■ **PROBLEM TO SOLVE**
Rewrite every line of the records below, changing "Place a pin on" to "Put a marker on" wherever it occurs and keeping all else the same. Omit the pictures.

■ **GIVEN DATA**

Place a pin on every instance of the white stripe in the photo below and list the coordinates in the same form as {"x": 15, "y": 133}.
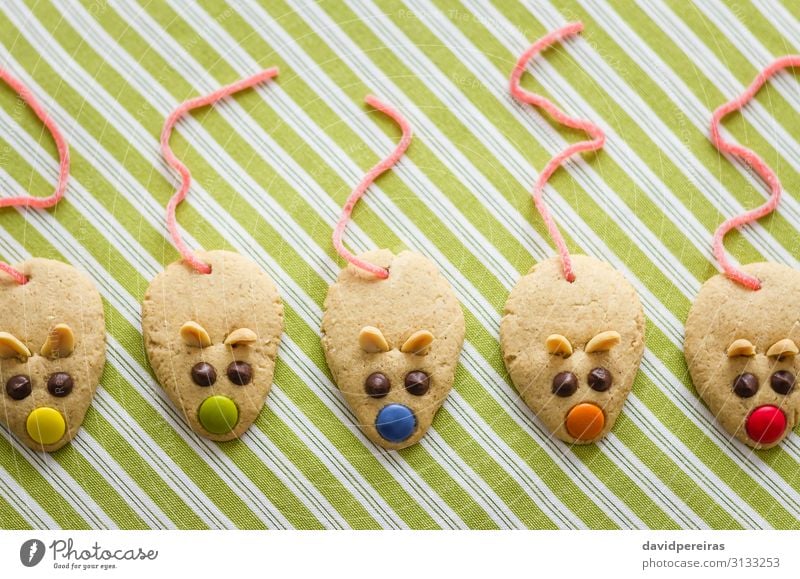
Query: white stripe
{"x": 139, "y": 501}
{"x": 724, "y": 497}
{"x": 372, "y": 502}
{"x": 527, "y": 478}
{"x": 671, "y": 504}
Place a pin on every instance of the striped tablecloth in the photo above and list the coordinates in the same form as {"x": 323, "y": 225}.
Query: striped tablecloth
{"x": 272, "y": 168}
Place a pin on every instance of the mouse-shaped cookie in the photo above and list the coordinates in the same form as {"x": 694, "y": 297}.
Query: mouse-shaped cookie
{"x": 572, "y": 333}
{"x": 392, "y": 329}
{"x": 393, "y": 344}
{"x": 52, "y": 351}
{"x": 741, "y": 348}
{"x": 742, "y": 331}
{"x": 212, "y": 321}
{"x": 212, "y": 340}
{"x": 573, "y": 349}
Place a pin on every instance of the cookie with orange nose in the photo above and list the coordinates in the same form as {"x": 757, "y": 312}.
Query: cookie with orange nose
{"x": 741, "y": 348}
{"x": 572, "y": 349}
{"x": 393, "y": 344}
{"x": 212, "y": 340}
{"x": 52, "y": 352}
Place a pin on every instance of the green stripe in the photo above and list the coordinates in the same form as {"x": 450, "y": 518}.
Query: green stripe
{"x": 487, "y": 492}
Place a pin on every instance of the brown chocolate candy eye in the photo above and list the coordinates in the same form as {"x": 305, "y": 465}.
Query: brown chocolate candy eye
{"x": 565, "y": 384}
{"x": 417, "y": 382}
{"x": 240, "y": 373}
{"x": 600, "y": 379}
{"x": 377, "y": 385}
{"x": 204, "y": 374}
{"x": 745, "y": 385}
{"x": 60, "y": 384}
{"x": 18, "y": 387}
{"x": 782, "y": 382}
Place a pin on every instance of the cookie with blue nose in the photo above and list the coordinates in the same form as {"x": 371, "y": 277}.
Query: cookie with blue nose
{"x": 212, "y": 340}
{"x": 52, "y": 352}
{"x": 392, "y": 345}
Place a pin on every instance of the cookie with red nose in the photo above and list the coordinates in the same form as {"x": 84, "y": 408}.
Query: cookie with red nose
{"x": 212, "y": 340}
{"x": 572, "y": 349}
{"x": 52, "y": 352}
{"x": 741, "y": 348}
{"x": 393, "y": 344}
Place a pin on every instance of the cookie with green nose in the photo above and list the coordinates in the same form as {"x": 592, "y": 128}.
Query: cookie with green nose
{"x": 52, "y": 352}
{"x": 212, "y": 340}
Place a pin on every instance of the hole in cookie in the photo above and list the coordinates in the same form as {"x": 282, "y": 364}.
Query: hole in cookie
{"x": 417, "y": 382}
{"x": 782, "y": 382}
{"x": 240, "y": 373}
{"x": 18, "y": 387}
{"x": 745, "y": 385}
{"x": 565, "y": 384}
{"x": 600, "y": 379}
{"x": 204, "y": 374}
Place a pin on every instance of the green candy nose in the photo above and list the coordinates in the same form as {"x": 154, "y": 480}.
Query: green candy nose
{"x": 218, "y": 414}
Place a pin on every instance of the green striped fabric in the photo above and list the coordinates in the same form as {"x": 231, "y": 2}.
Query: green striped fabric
{"x": 272, "y": 168}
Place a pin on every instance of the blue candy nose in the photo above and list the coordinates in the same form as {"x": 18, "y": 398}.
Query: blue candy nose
{"x": 395, "y": 422}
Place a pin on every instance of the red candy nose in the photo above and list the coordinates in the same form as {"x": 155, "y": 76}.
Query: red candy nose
{"x": 766, "y": 424}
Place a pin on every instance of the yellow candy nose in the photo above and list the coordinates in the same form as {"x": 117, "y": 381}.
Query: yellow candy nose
{"x": 46, "y": 425}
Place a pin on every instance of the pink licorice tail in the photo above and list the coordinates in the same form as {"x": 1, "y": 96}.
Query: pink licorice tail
{"x": 597, "y": 141}
{"x": 63, "y": 155}
{"x": 757, "y": 163}
{"x": 187, "y": 254}
{"x": 387, "y": 163}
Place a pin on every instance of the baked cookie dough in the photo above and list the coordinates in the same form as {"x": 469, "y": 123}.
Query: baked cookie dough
{"x": 212, "y": 340}
{"x": 52, "y": 352}
{"x": 741, "y": 349}
{"x": 573, "y": 349}
{"x": 393, "y": 344}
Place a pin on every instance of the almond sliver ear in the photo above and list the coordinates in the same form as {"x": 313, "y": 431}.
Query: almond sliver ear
{"x": 603, "y": 342}
{"x": 558, "y": 345}
{"x": 417, "y": 342}
{"x": 241, "y": 337}
{"x": 194, "y": 335}
{"x": 11, "y": 347}
{"x": 782, "y": 349}
{"x": 60, "y": 342}
{"x": 741, "y": 347}
{"x": 372, "y": 341}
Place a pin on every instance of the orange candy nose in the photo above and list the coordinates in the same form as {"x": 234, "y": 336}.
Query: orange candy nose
{"x": 585, "y": 421}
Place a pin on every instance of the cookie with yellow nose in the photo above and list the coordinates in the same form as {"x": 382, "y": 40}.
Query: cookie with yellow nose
{"x": 573, "y": 349}
{"x": 52, "y": 352}
{"x": 212, "y": 340}
{"x": 393, "y": 344}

■ **ANSWER FOR THIS EXERCISE**
Put a marker on every instance of the white stripe in the photo below and list the coordinates in the same form as {"x": 15, "y": 133}.
Query: white stripe
{"x": 139, "y": 501}
{"x": 724, "y": 497}
{"x": 372, "y": 502}
{"x": 527, "y": 478}
{"x": 671, "y": 504}
Put a marker on every instance of the striped tablecloth in the photo above and list the coordinates in the same form as {"x": 323, "y": 225}.
Query: striped tablecloth
{"x": 272, "y": 168}
Put a marker on every instance of the mouse-shaped cookie in the photo above and list the coordinates in the same form as {"x": 694, "y": 297}.
Query: mouse-shaped cookie
{"x": 572, "y": 333}
{"x": 392, "y": 329}
{"x": 393, "y": 344}
{"x": 52, "y": 351}
{"x": 741, "y": 348}
{"x": 742, "y": 331}
{"x": 212, "y": 321}
{"x": 212, "y": 340}
{"x": 573, "y": 349}
Put a marker on every instance of the cookie with orange nose in the photo above and list the coordinates in the same form as {"x": 757, "y": 312}.
Query: cookie with orange nose
{"x": 741, "y": 348}
{"x": 572, "y": 349}
{"x": 393, "y": 344}
{"x": 212, "y": 340}
{"x": 52, "y": 352}
Put a marker on every instance of the green stripe in the photo above and list the coordinates in the same form as {"x": 450, "y": 518}.
Query: green stripe
{"x": 487, "y": 492}
Put a marker on every instance of the brown chocolate candy eye in the photo above and list the coordinates in the same form as {"x": 305, "y": 465}.
Query: brown chocolate candy eye
{"x": 565, "y": 384}
{"x": 417, "y": 382}
{"x": 240, "y": 373}
{"x": 600, "y": 379}
{"x": 377, "y": 385}
{"x": 204, "y": 374}
{"x": 745, "y": 385}
{"x": 60, "y": 384}
{"x": 18, "y": 387}
{"x": 782, "y": 382}
Put a marker on every instance of the cookie with blue nose in the photo above and list the coordinates in the same form as {"x": 371, "y": 277}.
Query: cookie with blue nose
{"x": 212, "y": 340}
{"x": 52, "y": 352}
{"x": 392, "y": 345}
Put a marker on every instance of the cookie with red nose in the photo above and list the coordinates in the same form as {"x": 84, "y": 408}.
Query: cookie with red nose
{"x": 212, "y": 340}
{"x": 572, "y": 349}
{"x": 52, "y": 352}
{"x": 741, "y": 348}
{"x": 393, "y": 344}
Put a marker on every instance of the cookie with green nose in the photo above and list the coordinates in the same form as {"x": 592, "y": 128}.
Query: cookie with green nose
{"x": 52, "y": 352}
{"x": 212, "y": 340}
Put a marker on every instance of the hole in cookie in the photo above and list the coordinates in the same form as {"x": 282, "y": 364}.
Query: hole in cookie
{"x": 417, "y": 382}
{"x": 782, "y": 382}
{"x": 240, "y": 373}
{"x": 18, "y": 387}
{"x": 745, "y": 385}
{"x": 565, "y": 384}
{"x": 600, "y": 379}
{"x": 204, "y": 374}
Put a marker on every instance of the green candy nose in the photo above and list the coordinates in the same form as {"x": 154, "y": 480}.
Query: green candy nose
{"x": 218, "y": 414}
Put a marker on every instance of the green striped fabric in the photo above and list the coordinates in the same form as {"x": 231, "y": 2}.
Query: green striped fabric
{"x": 272, "y": 168}
Put a marker on every instance of the blue candy nose in the photo above and list the coordinates in the same form as {"x": 18, "y": 398}.
Query: blue candy nose
{"x": 395, "y": 422}
Put a marker on every instance of the red candy nose in the photo above and list the coordinates in the same form as {"x": 155, "y": 76}.
Query: red candy nose
{"x": 766, "y": 424}
Put a marker on every instance of the yellow candy nose in the photo above and list the coordinates in the same form as {"x": 117, "y": 381}.
Query: yellow candy nose
{"x": 46, "y": 425}
Put a marker on every instance of the pink licorice tail in the photo above and list the coordinates in the same form as {"x": 1, "y": 96}.
Query: pink licorice tail
{"x": 597, "y": 141}
{"x": 63, "y": 155}
{"x": 757, "y": 163}
{"x": 187, "y": 254}
{"x": 387, "y": 163}
Put a marker on every instance of the baked cookie dough in the photo above and list the coordinates in the same form as {"x": 469, "y": 123}.
Query: baked cookie dough
{"x": 212, "y": 340}
{"x": 52, "y": 352}
{"x": 741, "y": 349}
{"x": 573, "y": 349}
{"x": 393, "y": 344}
Put a marker on every instance of the almond sliver ear in the photo above and list the coordinates in the same form as {"x": 313, "y": 431}.
Query: almond sliver ear
{"x": 603, "y": 342}
{"x": 558, "y": 345}
{"x": 417, "y": 342}
{"x": 241, "y": 337}
{"x": 194, "y": 335}
{"x": 11, "y": 347}
{"x": 782, "y": 349}
{"x": 60, "y": 342}
{"x": 741, "y": 347}
{"x": 372, "y": 341}
Put a marker on every instance of the orange candy nose in the photo above and list the coordinates in the same form as {"x": 234, "y": 336}.
Query: orange candy nose
{"x": 585, "y": 421}
Put a marker on every instance of the cookie with yellow nose in the photo above and list the coordinates in the same form as {"x": 382, "y": 40}.
Query: cookie with yellow nose
{"x": 573, "y": 349}
{"x": 52, "y": 352}
{"x": 212, "y": 340}
{"x": 393, "y": 344}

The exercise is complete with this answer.